▸ **Set task**
Reproduce the lines from the one containing "Outline every instance of the <item>metal" through the end of the items, changing "cow bell" to "cowbell" and leaving everything else as it is.

Items taken from a collection
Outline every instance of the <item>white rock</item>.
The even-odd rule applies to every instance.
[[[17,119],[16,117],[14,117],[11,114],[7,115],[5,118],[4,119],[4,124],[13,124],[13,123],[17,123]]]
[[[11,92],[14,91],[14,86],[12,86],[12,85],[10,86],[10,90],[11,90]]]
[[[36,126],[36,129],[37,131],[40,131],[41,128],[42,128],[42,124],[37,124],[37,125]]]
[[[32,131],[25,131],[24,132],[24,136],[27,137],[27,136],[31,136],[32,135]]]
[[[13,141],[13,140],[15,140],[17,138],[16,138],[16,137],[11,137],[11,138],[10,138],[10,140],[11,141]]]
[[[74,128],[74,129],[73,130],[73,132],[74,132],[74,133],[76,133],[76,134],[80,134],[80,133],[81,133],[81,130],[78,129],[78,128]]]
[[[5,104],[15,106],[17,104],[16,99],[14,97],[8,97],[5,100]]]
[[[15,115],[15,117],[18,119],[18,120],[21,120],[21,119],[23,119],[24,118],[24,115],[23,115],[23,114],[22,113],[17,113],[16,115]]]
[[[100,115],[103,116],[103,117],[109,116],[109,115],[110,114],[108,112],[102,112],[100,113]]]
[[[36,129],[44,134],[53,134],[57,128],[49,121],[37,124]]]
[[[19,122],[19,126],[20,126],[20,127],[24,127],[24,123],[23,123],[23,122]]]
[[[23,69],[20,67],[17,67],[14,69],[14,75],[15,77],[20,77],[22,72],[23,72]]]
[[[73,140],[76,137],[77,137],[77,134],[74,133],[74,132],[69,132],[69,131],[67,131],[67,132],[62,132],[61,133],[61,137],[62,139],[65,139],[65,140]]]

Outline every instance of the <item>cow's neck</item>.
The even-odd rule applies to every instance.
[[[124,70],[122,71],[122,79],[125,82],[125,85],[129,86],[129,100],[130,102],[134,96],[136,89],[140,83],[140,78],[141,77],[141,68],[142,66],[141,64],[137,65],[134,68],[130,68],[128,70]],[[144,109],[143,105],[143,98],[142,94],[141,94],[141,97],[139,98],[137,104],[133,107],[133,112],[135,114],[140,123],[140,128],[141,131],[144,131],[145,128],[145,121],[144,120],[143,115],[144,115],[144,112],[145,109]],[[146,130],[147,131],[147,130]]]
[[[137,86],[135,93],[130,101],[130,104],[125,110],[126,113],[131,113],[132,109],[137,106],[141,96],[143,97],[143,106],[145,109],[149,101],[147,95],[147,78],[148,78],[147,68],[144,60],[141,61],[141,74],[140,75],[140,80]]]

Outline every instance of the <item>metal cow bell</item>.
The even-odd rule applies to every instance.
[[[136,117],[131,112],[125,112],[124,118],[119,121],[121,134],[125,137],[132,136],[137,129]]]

▸ **Task solution**
Outline every instance of the <item>metal cowbell</item>.
The even-odd rule applies to every instance.
[[[136,117],[131,112],[125,112],[124,118],[119,121],[121,134],[125,137],[132,136],[137,129]]]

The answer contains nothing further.